Lawsuit seeks to block Idaho coronavirus restrictions, claims religious freedoms violated
Keith Ridler, Idaho Statesman
BOISE (Idaho Statesman) — Three northern Idaho residents have filed a federal lawsuit challenging statewide restrictions ordered by Gov. Brad Little due to the coronavirus, saying it violates their religious freedoms.
Two religious leaders and a churchgoer filed the lawsuit Thursday against Little and Idaho Department of Health and Welfare Director Dave Jeppesen.
The lawsuit targets Little’s stay-at-home order as unconstitutional and specifically cites restrictions on religious gatherings. That order expired Thursday and was replaced by one that allows church gatherings, but still requires social distancing.
But attorneys said Friday the remaining restrictions on churches remain unconstitutional and they plan to request a temporary restraining order to have them lifted.
They also said they’re concerned Little could reinstate the stay-at-home order should Idaho see a spike in infections and deaths due to the virus.
“To dictate that we may not worship by gathering together means we actually can’t worship,” said Nathan MacPherson, an attorney who filed the lawsuit and who also lives in northern Idaho.

> [WORK ITEM A] In the news article on the Idaho lawsuit, who are the two defendants?
> [WORK ITEM B] Resume the news article on the Idaho lawsuit, picking up after its last paragraph.

> [RAW DATA]
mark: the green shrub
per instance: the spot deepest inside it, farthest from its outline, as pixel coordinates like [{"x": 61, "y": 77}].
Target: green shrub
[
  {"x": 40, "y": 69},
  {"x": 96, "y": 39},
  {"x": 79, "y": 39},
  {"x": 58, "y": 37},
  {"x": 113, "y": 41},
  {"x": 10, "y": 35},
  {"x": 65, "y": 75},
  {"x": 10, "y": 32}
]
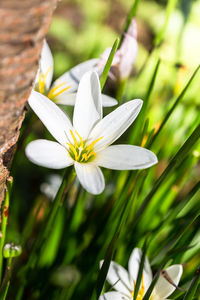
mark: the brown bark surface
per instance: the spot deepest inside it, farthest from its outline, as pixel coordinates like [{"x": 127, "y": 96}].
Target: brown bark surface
[{"x": 23, "y": 26}]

> [WRITTEN ANSWER A] Gov. Brad Little and Idaho Department of Health and Welfare Director Dave Jeppesen.

> [WRITTEN ANSWER B]
He said it wasn’t exactly clear how the lawsuit might affect other types of gatherings, such as in movie theaters. He said the lawsuit was filed specifically for religious gatherings.
Scott Graf, spokesman for Attorney General Lawrence Wasden, said his office had no comment.
Wasden has previously said Little’s stay-at-home order to limit the spread of the coronavirus is legal and clearly defined by law. In a release, he also said that both the director of the Department of Health and Welfare and local public health districts have authority to issue quarantine and isolation orders.
Josh Jones, Michael Gulotta and Scott Herndon filed the lawsuit. Jones is a pastor at Laclede Community Church in Laclede. Gulotta is a pastor at Grangeville Christian Reformed Church in Grangeville. Herndon is a Sagle resident who attends church. Herndon in 2018 ran unsuccessfully in the Republican primary for a state Senate seat.
MacPherson said worshipers will likely respect social distancing requirements as a matter of safety, but that the government shouldn’t be allowed to dictate such requirements to religious groups. He also took issue with churches not being considered essential under Little’s stay-at-home order.
“How can something that is a fundamental constitutional right not be essential?” he said. “It’s just mind-blowing that a government official would make such a distinction.”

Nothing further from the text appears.